# WHAT THIS EXERCISE ASKS
#1 In the talk notes, what title did Bishop Rowan Williams give his talk?
#2 Rewrite the part of the talk notes that opens with the words containing "22 And if a" and closes with "from the dead.", replacing "verdict" with "ruling".
#3 Please continue the talk notes on the Resurrection from where they stop.

# DOCUMENT EXTRACT
+-------+

As a change from my usual posts, here is a summary from a talk given by Bishop Rowan Williams at London Bible Week yesterday, 17 July 2017. These are from my own very imperfect notes, but the intellectual content remains the property of Dr Williams.
Bishop Rowan’s talk was entitled; ‘Jesus is Risen; So What?’
First of all, two things that are not true:
1 Jesus is alive after all (ie it was all a mistake; he survived)
2 Jesus is resuscitated (ie he was dead but came back to life)
The Resurrection is a going forward into life, not a going backwards.
9 For we know that since Christ was raised from the dead, he cannot die again; death no longer has mastery over him.
This is the cornerstone of Christian thinking; Christ did not come back from the dead in order to grow old and die one day.
Christ’s real human life is no longer subject to anything in this world. This life is in no sense passive; it is not vulnerable to anything.
In the Passion Christ shows his deep identification with human suffering and vulnerability, but after the Resurrection he is no longer vulnerable.
Christ is not at the mercy of death. He does not succumb to anything; he is active.
‘Jesus is alive’ is equal to ‘Jesus is active’. He is active in a way that is not subject to any interruption or chance; he is simply alive. He is doing what there is to do.
Five aspects of the Resurrection to bear in mind
The Resurrection is a turning upside down of what the world has done to Jesus.
God reverses the judgement of the human court. Those representing the elites of society and the powers of religion treated Jesus as an enemy of the people, as denoted by his shameful death on the cross.
22 And if a man have committed a sin worthy of death, and he be to be put to death, and thou hang him on a tree:
23 His body shall not remain all night upon the tree, but thou shalt in any wise bury him that day; (for he that is hanged is accursed of God;) that thy land be not defiled, which the Lord thy God giveth thee for an inheritance.
God reverses that judgement. Christ is no longer the enemy of the people; he is now the friend of the people. God says no to that verdict and yes to Jesus.
God says to the systems of this world; ‘Your standards are not mine. Your failure may be victory to me; your victory may be failure.’
Christ’s very public shame becomes a manifestation of divine triumph; the glory of God’s pure compassion and love declared unambiguously when Jesus is raised from the dead.
God asks whether our own standards of success are the right ones; are we prepared for them to be rebuilt from the ground up?
God reverses that judgement. Christ is no longer the enemy of the people; he is now the friend of the people.
Our assumptions about success and failure are under God’s judgement.
God works by love, not bullying and not coercion.
Jesus is not a ghost
After he is raised from the dead Jesus is seen sitting and eating with his disciples; it becomes the distinctive mark of an apostle to sit at table and eat with Jesus. He is not just seen or heard; he sits at the table and eats. This tells us that matter matters; the stuff of this world is important.
While they were still speaking about this, he stood in their midst and said to them, “Peace be with you.”

+-------+

# RAW DATA
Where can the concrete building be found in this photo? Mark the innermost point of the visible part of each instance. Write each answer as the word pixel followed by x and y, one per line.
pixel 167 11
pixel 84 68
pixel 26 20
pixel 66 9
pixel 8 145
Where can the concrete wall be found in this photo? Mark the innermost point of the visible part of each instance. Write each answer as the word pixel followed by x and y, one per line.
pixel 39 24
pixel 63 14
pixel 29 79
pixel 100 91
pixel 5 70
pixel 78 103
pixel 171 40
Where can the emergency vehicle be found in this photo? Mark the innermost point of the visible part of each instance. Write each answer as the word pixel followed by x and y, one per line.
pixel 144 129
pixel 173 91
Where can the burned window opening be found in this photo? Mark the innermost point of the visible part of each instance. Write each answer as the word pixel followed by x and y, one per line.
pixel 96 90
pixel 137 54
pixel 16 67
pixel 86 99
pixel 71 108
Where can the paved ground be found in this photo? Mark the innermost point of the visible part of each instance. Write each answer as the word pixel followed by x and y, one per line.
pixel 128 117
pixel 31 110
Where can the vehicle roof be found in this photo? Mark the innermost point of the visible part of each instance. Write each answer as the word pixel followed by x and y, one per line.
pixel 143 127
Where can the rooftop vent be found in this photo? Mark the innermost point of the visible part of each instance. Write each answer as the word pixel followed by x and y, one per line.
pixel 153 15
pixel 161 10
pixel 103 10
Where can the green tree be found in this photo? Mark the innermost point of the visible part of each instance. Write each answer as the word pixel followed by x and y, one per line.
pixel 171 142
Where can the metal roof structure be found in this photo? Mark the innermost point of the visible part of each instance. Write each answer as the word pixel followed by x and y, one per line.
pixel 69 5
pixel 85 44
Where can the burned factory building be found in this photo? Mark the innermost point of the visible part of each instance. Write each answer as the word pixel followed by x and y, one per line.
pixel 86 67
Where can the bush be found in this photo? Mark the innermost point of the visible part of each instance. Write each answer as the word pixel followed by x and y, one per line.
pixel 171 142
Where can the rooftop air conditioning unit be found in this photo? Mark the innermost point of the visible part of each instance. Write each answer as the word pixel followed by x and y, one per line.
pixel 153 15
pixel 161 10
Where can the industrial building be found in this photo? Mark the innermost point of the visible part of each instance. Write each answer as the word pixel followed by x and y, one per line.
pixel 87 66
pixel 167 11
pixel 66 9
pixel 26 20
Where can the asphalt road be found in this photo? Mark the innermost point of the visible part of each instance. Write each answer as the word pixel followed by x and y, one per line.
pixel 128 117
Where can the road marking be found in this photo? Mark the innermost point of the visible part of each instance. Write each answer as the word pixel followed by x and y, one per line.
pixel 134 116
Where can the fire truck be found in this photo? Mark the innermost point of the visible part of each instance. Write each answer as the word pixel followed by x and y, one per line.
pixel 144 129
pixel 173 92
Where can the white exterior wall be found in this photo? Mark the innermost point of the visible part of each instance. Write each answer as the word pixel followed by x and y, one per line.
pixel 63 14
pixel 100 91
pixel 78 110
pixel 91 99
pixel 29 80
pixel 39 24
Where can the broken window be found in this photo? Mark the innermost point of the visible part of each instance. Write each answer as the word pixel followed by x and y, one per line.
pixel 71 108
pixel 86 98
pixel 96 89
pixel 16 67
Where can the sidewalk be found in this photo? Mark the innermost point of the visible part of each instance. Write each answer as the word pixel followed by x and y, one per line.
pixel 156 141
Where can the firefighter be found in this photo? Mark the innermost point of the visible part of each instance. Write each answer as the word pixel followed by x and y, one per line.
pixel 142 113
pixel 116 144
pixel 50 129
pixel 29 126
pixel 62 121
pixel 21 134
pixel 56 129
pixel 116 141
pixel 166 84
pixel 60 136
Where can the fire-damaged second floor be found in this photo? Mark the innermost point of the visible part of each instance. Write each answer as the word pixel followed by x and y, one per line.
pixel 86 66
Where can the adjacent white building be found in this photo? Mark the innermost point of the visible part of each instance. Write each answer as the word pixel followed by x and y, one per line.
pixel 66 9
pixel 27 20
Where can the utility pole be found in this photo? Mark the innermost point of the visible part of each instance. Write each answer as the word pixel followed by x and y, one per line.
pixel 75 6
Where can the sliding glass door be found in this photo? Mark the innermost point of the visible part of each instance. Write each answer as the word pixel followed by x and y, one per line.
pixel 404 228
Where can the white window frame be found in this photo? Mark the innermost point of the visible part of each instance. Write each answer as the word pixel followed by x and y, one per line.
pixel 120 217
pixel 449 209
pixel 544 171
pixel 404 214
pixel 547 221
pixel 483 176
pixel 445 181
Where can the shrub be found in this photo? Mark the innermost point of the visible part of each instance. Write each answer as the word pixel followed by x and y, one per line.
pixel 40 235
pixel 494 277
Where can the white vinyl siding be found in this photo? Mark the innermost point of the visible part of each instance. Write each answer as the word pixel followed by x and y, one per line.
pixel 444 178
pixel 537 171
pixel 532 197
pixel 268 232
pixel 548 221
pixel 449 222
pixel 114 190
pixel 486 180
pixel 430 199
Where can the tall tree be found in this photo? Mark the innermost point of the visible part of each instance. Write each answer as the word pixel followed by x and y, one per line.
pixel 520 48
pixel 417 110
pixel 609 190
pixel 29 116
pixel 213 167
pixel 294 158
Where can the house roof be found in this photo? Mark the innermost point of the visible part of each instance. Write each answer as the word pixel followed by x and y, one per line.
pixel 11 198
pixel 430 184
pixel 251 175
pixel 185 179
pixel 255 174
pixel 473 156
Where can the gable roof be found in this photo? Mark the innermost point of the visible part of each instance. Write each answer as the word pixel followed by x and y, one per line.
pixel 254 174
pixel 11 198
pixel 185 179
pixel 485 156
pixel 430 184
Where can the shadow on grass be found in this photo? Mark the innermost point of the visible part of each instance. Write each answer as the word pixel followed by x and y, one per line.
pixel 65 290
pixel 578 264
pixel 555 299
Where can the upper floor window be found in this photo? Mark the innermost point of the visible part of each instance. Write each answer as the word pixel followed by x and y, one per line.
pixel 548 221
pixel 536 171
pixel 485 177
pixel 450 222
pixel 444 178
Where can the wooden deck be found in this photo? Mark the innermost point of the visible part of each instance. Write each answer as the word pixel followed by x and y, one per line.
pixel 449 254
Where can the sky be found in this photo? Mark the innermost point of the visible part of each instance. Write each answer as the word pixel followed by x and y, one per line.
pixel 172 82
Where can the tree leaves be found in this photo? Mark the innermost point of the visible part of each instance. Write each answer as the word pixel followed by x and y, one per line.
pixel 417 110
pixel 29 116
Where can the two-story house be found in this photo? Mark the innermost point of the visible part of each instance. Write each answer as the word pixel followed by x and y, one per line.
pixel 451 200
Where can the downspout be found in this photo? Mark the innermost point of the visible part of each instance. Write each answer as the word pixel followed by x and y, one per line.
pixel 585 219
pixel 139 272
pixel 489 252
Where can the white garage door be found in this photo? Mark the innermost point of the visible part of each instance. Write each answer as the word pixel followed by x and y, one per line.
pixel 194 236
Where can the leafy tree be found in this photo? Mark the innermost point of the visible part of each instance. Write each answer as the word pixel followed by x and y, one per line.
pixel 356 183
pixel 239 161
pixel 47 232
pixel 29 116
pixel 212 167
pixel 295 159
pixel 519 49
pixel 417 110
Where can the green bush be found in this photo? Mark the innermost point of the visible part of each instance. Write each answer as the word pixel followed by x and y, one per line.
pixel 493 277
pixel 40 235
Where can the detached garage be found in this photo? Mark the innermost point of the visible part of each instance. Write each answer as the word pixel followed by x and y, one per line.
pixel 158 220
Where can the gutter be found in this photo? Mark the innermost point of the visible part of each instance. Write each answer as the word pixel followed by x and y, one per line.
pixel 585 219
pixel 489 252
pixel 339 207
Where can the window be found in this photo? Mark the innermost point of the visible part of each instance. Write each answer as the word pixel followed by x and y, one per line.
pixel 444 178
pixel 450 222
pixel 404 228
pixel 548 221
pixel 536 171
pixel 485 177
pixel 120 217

+-------+

# RESULTS IN ORDER
#1 ‘Jesus is Risen; So What?’

#2
22 And if a man have committed a sin worthy of death, and he be to be put to death, and thou hang him on a tree:
23 His body shall not remain all night upon the tree, but thou shalt in any wise bury him that day; (for he that is hanged is accursed of God;) that thy land be not defiled, which the Lord thy God giveth thee for an inheritance.
God reverses that judgement. Christ is no longer the enemy of the people; he is now the friend of the people. God says no to that ruling and yes to Jesus.
God says to the systems of this world; ‘Your standards are not mine. Your failure may be victory to me; your victory may be failure.’
Christ’s very public shame becomes a manifestation of divine triumph; the glory of God’s pure compassion and love declared unambiguously when Jesus is raised from the dead.

#3
But they were startled and terrified and thought that they were seeing a ghost. Then he said to them, “Why are you troubled? And why do questions arise in your hearts? Look at my hands and my feet, that it is I myself. Touch me and see, because a ghost does not have flesh and bones as you can see I have.” And as he said this, he showed them his hands and his feet.
While they were still incredulous for joy and were amazed, he asked them, “Have you anything here to eat?”
4 Early in the morning, Jesus stood on the shore, but the disciples did not realize that it was Jesus.5 He called out to them, “Friends, haven’t you any fish?”
9 When they landed, they saw a fire of burning coals there with fish on it, and some bread. 10 Jesus said to them, “Bring some of the fish you have just caught.”11 So Simon Peter climbed back into the boat and dragged the net ashore. It was full of large fish, 153, but even with so many the net was not torn. 12 Jesus said to them, “Come and have breakfast.”
Jesus is not a ghost, but an embodied word, embodied communication from God the Father. He is not the Ghost of Hamlet’s father; he doesn’t bring us a message from the other side.
The disciples are almost embarrassed to see Jesus and don’t know what to say or do. Jesus says, ‘Have you got anything to eat?’ In effect, ‘Have you put the kettle on?’
We have no categories for thinking about Jesus’ risen body. His connection with his friends is continuous, before and after the resurrection.
Don’t despise or ignore the routine, embarrassingly prosaic aspects of humanity.
After the Resurrection Jesus’ body is filled with Spirit; so alive with the act of God that his touch communicates love without qualification.
We can’t pretend to run away from the stuff of this world; the body of this world.
Jesus’ life is God’s life
Jesus’ risen body is the vehicle of God’s action without being in any way passive or at the mercy of circumstances. The life is the same as that of God the Creator. Nothing has dominion over it. This life looks like the life of God.
We can look back from this life through the prism of the cross and say, if this is one life, one action, then from the very beginning then Jesus was active with the life of God; from the very start.
God acted to overturn the judgement of the world. Jesus’ life is one of endless life and freedom.
It took the church three and a half centuries to put this into words, and the creed is pretty good at expressing it, but we still have to work to get our heads around it.
This life is God’s life.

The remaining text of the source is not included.